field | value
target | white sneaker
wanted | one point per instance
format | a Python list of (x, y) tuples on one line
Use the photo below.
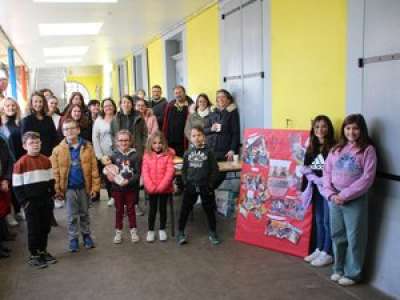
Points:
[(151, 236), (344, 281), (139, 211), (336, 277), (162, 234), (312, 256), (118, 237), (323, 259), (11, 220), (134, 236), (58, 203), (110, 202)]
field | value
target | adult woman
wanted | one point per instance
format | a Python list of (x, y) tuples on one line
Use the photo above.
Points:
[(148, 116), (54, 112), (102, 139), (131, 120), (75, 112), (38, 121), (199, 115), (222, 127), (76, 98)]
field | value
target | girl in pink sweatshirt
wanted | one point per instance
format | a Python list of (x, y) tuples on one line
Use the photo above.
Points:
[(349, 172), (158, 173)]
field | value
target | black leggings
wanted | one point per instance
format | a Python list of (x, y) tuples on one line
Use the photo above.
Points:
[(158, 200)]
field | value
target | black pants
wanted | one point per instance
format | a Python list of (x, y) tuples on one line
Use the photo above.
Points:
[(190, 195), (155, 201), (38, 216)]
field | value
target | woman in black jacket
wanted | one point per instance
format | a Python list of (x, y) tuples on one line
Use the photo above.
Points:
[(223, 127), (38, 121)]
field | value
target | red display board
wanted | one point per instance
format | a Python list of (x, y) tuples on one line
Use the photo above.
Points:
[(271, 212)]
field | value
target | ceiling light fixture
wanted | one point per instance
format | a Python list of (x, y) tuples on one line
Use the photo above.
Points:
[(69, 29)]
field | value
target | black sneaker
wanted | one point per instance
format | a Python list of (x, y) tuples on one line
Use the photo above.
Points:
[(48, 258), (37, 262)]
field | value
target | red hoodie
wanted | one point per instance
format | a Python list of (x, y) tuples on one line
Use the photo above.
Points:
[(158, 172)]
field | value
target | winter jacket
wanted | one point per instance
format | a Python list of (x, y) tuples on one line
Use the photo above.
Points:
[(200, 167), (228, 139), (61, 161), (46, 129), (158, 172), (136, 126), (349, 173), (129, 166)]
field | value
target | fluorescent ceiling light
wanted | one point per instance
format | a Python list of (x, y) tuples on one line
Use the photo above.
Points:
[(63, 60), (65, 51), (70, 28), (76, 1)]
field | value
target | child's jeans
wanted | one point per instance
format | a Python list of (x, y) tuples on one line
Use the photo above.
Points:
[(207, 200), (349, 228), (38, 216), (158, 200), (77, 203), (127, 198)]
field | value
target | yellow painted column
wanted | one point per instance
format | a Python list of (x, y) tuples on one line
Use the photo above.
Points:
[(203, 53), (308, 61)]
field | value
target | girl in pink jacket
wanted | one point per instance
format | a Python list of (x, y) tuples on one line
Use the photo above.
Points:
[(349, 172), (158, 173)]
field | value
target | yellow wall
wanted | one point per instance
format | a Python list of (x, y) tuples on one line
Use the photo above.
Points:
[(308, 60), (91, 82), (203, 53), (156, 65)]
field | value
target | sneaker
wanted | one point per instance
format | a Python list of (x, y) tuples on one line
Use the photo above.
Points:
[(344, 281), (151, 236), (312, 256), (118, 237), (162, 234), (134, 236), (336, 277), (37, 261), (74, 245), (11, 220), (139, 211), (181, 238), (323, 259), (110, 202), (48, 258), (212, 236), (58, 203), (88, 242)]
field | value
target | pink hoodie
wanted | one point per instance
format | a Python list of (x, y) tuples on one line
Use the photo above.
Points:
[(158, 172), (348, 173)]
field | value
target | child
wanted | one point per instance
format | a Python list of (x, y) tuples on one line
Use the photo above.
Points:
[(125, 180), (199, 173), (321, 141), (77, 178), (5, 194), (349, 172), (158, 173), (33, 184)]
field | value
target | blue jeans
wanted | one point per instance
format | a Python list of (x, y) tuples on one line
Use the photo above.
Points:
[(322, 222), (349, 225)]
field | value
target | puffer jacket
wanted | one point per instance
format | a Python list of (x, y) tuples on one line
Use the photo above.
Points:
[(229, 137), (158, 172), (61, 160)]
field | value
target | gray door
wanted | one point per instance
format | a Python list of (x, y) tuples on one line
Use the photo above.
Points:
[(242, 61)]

---------------

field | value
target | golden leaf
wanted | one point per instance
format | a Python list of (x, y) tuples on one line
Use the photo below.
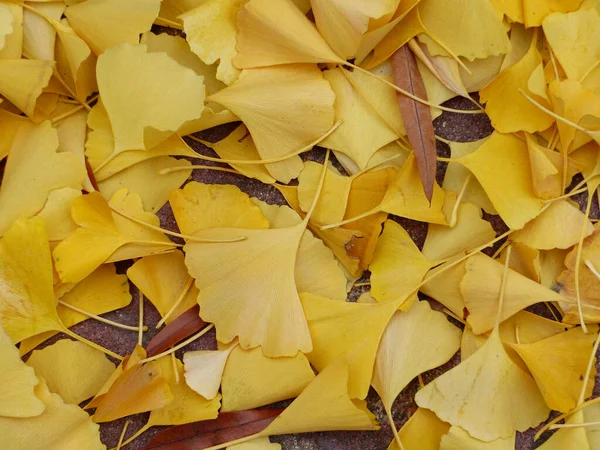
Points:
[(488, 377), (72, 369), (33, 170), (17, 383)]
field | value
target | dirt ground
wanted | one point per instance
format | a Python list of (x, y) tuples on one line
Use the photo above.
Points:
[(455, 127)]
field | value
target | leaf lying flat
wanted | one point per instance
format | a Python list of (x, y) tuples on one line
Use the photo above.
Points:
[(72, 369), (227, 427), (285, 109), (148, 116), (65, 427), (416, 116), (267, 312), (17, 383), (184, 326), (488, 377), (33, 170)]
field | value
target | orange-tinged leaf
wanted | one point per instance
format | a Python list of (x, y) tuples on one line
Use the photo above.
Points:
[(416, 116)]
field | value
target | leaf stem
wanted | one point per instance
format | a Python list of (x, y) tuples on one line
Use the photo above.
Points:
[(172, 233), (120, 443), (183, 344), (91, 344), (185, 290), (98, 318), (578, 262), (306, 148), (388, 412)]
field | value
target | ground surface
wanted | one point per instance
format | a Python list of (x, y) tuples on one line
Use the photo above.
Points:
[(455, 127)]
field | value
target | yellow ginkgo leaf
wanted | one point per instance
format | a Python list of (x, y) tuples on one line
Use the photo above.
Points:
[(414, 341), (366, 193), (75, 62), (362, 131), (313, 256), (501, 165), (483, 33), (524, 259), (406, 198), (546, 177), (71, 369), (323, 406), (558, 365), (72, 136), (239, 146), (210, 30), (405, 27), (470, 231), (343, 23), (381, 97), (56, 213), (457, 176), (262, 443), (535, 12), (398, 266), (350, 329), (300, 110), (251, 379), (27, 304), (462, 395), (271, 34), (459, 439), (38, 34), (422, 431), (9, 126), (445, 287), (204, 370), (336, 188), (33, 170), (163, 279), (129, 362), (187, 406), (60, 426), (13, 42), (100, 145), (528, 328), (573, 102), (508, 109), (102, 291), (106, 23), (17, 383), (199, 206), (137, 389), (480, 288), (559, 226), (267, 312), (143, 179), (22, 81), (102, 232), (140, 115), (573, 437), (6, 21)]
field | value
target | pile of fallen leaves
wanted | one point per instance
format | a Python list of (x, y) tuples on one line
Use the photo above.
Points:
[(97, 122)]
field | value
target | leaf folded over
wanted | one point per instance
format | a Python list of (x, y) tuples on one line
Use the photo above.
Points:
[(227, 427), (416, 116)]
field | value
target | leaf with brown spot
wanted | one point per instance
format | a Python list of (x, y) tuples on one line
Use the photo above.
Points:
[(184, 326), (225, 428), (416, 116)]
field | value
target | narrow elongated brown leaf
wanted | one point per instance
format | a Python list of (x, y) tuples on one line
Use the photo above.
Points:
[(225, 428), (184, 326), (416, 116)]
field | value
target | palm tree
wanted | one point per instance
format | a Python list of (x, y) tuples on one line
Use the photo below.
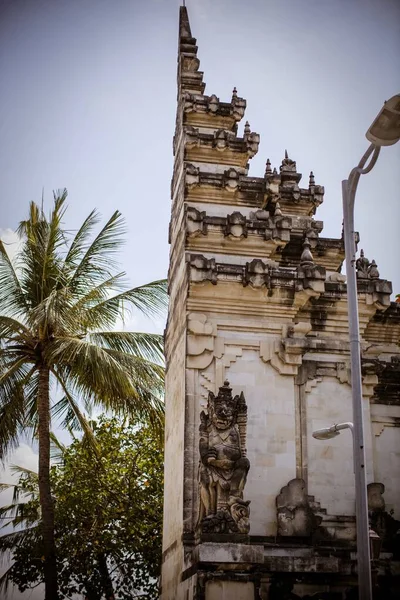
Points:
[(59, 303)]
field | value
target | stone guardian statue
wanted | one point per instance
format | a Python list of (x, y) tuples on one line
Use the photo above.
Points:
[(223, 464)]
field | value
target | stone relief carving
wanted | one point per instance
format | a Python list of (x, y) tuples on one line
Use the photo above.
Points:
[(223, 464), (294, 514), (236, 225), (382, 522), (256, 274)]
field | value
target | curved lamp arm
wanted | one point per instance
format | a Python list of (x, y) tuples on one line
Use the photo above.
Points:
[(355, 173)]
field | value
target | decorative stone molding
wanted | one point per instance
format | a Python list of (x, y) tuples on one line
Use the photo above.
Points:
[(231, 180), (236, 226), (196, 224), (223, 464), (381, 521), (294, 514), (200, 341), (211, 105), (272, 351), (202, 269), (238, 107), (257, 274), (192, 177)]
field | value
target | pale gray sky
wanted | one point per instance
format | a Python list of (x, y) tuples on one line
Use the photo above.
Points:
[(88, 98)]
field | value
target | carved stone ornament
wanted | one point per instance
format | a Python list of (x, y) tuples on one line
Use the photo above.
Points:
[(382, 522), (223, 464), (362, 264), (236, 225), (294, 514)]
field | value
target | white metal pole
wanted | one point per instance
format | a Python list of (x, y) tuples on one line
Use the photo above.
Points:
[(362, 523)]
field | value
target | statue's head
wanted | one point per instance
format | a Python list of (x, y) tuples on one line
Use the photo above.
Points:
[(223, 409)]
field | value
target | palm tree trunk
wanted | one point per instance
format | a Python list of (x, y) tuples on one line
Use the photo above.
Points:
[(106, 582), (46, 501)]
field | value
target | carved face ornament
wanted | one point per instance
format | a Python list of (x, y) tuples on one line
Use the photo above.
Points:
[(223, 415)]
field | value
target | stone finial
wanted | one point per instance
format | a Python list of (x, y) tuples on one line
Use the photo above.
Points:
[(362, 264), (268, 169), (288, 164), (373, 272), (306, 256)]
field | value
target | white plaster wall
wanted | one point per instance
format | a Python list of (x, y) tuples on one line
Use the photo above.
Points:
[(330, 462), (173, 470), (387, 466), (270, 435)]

---------------

→ INSTRUCTIONS FOR THE TASK
Locate every line in the rows above that contains the word "light" and copy each of those lines.

→ SOLUTION
target | ceiling light fixture
target | fluorescent ceiling light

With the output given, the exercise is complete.